The contemporary lawyer and judge confront, in the mine run of their daily work, a mountain of statutes. In an unprecedented way, law today is statute law, and few legal problems have escaped the tender mercies of the legislature. Statutory interpretation is a daily and pressing task for virtually every lawyer.
And yet, there is no generally accepted consistent theory to guide this work. The late Henry Hart and Dean Albert Sacks argue forcefully, "[T]he hard truth of the matter is that American courts have no intelligible, generally' accepted, and consistently applied theory of statutory interpretation." ' This conclusion is embedded in several hundred pages of case excerpts proving the point beyond dispute.
Good legal theory is not an intellectual luxury. If we lack good theory, we will be unable to explain judicial decisions and "consumers" of the output of our court systems will not believe they have been justly treated. Without the discipline of good theory, we cannot even critique and reform our own work product as lawyers.

__Data__:
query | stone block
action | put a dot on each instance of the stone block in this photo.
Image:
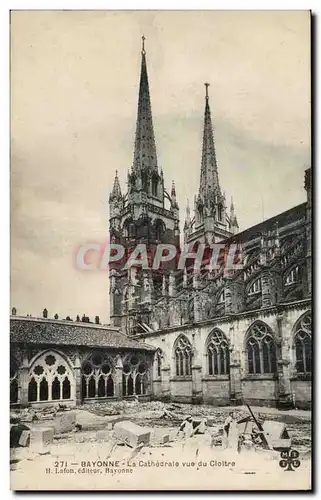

__Problems and tasks__:
a. Answer these questions from the text on statutory interpretation:
(i) What have few legal problems escaped?
(ii) Which two people argue that American courts have no consistently applied theory of statutory interpretation?
(iii) What is their conclusion embedded in?
b. The statutory interpretation text names several consequences of lacking good theory. List every one.
c. Summarize the statutory interpretation text in two sentences.
None of the data is needed for the tasks.

__Answers to the tasks__:
a.
(i) The tender mercies of the legislature.
(ii) Henry Hart and Dean Albert Sacks.
(iii) Several hundred pages of case excerpts.

b.
- We will be unable to explain judicial decisions.
- "Consumers" of the output of our court systems will not believe they have been justly treated.
- We cannot critique and reform our own work product as lawyers.

c. Lawyers and judges now face a mountain of statutes, so statutory interpretation is a daily task for virtually every lawyer, yet no generally accepted, consistent theory guides that work. Good theory is not a luxury, because without it we cannot explain judicial decisions, those served by the courts will not believe they have been justly treated, and lawyers cannot critique or reform their own work.